Your answer should be only the lines below from the one with "molding. Write the coordinates, one line per instance." to the one with "Reviewer note: verify one keypoint per instance of the quarter", repeated exactly, ends included.

Natural-language object grounding data:

- Opening Delimiter -

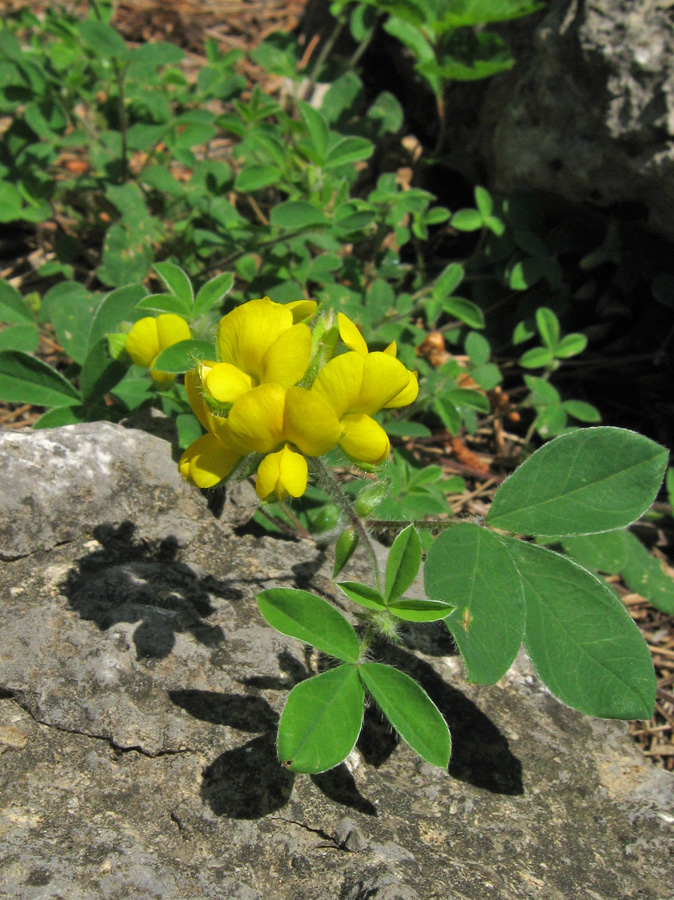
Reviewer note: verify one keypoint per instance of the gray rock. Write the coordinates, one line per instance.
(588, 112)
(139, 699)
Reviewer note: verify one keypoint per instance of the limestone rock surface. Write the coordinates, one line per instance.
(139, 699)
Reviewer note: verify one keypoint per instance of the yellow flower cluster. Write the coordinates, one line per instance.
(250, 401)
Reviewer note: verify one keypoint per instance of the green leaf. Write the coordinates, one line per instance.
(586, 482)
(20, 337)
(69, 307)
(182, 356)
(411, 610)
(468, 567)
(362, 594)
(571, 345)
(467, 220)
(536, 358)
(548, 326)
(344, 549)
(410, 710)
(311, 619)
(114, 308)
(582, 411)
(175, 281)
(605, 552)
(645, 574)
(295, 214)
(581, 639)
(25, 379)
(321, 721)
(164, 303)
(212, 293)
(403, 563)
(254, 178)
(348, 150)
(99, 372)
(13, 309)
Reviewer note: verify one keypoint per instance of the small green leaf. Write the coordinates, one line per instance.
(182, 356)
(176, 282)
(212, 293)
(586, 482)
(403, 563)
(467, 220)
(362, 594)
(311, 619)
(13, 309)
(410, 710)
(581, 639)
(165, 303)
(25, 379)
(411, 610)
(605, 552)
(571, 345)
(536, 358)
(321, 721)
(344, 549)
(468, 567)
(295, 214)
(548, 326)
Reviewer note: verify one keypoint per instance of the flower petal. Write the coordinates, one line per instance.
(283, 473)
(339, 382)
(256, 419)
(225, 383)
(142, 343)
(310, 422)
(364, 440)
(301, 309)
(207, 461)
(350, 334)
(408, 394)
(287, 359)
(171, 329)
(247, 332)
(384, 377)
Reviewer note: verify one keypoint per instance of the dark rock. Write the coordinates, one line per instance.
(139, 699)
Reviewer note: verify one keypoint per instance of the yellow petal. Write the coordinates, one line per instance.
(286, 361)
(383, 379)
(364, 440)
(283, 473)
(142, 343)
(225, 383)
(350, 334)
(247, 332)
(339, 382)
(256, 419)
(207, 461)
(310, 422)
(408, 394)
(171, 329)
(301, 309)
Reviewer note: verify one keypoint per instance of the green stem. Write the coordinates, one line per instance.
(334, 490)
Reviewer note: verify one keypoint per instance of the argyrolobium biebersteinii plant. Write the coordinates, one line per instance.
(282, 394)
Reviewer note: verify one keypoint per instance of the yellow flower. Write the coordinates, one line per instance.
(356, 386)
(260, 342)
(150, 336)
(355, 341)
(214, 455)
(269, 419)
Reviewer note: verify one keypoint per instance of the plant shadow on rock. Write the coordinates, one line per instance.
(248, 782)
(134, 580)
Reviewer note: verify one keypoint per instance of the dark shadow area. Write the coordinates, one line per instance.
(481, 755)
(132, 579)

- Closing Delimiter -
- Opening Delimiter -

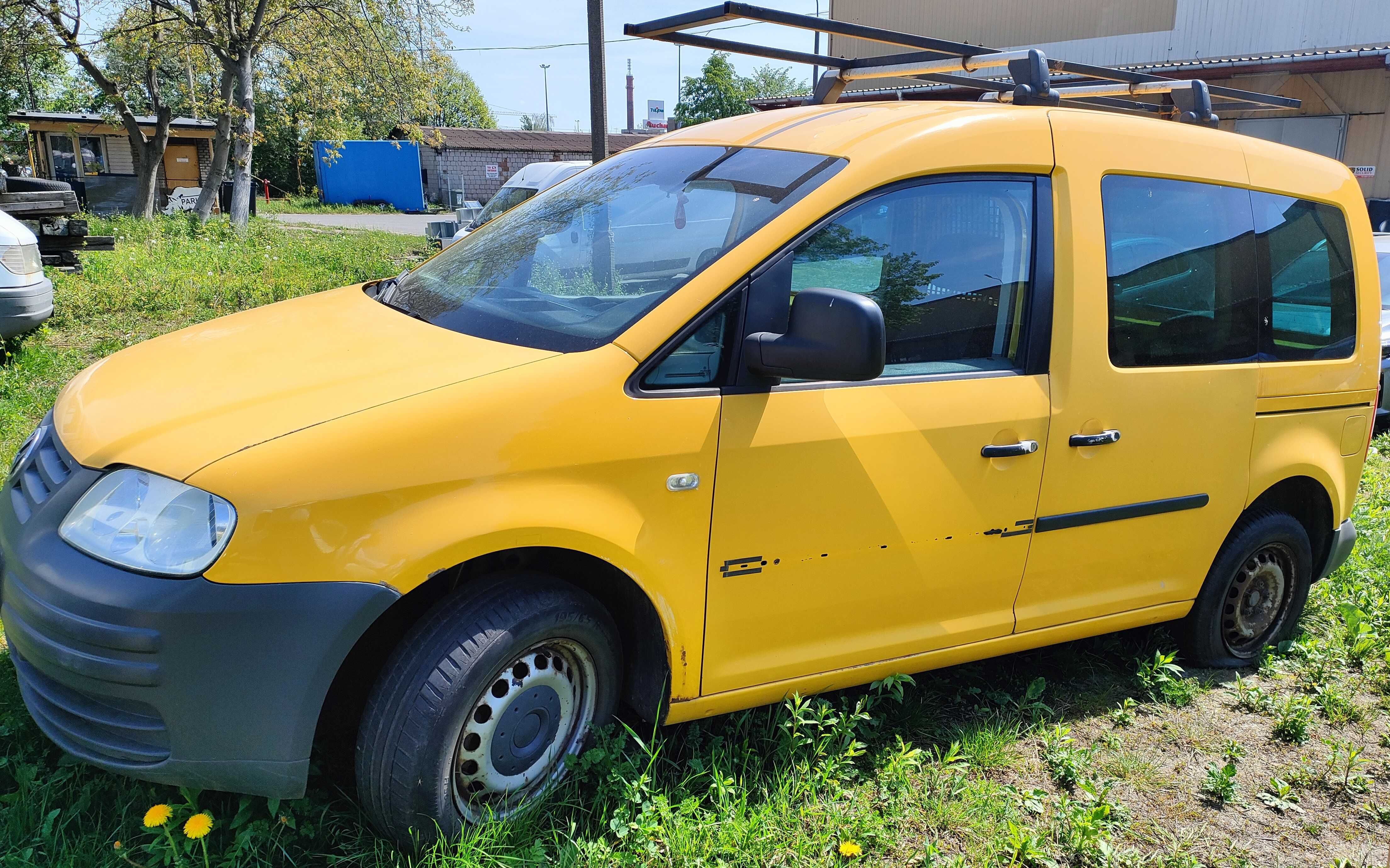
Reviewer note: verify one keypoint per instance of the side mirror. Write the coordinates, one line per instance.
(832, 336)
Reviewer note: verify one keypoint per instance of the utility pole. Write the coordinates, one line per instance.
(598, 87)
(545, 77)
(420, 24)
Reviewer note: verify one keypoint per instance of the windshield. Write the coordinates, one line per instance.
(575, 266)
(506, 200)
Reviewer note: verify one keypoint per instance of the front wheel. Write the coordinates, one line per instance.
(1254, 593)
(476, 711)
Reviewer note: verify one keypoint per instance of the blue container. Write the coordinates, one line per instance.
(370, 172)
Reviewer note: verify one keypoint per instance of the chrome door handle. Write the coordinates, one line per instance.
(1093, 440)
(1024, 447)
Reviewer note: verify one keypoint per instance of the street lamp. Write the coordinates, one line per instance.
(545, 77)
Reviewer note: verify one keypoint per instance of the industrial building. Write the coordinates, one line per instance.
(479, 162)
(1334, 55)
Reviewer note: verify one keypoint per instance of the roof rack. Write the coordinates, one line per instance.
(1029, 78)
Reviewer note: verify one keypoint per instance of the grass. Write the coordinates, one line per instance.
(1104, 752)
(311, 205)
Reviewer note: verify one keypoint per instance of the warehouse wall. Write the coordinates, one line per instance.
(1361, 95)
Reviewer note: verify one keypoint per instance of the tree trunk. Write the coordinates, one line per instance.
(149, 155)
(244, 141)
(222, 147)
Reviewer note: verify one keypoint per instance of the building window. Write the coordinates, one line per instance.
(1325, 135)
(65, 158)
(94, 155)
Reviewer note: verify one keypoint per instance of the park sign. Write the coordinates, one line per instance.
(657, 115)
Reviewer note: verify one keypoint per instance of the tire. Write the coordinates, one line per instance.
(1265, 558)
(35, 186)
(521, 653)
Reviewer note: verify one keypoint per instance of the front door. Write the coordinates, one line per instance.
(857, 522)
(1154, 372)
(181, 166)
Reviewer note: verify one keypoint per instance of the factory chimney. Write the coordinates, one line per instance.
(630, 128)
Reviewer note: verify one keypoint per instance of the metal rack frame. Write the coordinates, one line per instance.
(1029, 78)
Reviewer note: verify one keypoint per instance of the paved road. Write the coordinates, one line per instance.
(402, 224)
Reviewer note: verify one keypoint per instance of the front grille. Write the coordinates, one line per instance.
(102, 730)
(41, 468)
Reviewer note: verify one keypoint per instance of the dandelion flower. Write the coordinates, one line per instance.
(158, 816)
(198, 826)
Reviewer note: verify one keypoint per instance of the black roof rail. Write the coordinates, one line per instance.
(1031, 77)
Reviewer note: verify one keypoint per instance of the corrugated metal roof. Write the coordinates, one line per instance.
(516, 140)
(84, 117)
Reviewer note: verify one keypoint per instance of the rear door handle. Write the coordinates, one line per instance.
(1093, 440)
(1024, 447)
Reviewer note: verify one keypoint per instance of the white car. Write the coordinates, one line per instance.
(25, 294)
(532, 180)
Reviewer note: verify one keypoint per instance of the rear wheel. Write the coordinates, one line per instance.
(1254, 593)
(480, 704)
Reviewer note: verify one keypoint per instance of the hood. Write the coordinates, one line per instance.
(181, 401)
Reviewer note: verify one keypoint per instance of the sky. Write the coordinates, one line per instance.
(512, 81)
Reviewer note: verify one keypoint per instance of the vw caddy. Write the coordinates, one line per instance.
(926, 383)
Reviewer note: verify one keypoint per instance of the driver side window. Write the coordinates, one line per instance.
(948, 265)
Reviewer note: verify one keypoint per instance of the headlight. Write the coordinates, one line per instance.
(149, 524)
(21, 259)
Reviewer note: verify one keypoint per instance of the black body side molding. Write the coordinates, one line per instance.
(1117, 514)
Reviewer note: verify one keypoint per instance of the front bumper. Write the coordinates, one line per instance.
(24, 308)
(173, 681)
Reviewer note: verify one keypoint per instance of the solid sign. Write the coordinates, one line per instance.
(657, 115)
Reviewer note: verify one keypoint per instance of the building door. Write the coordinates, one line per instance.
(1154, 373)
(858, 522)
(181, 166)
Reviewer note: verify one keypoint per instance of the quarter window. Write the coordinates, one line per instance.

- Closing Delimiter -

Solution for this problem:
Reviewer note: verify one keypoint per instance of the black body side molding. Write the coordinates, one line per instance.
(1117, 514)
Reviewer note: verify one keypoint per instance of the front bumper. Write the coordinates, one line per instance.
(24, 308)
(173, 681)
Reviewer note: verify one keypoint per instance of the solid sign. Write the coordinates, one line per instance.
(657, 115)
Reviewer note: verify one keypoint per instance of the building door. Write the coordinates, one line per instance.
(1154, 373)
(858, 522)
(181, 166)
Reviewer note: verify one keypoint per instance of the quarter window. Write the coordinates, one line per instance.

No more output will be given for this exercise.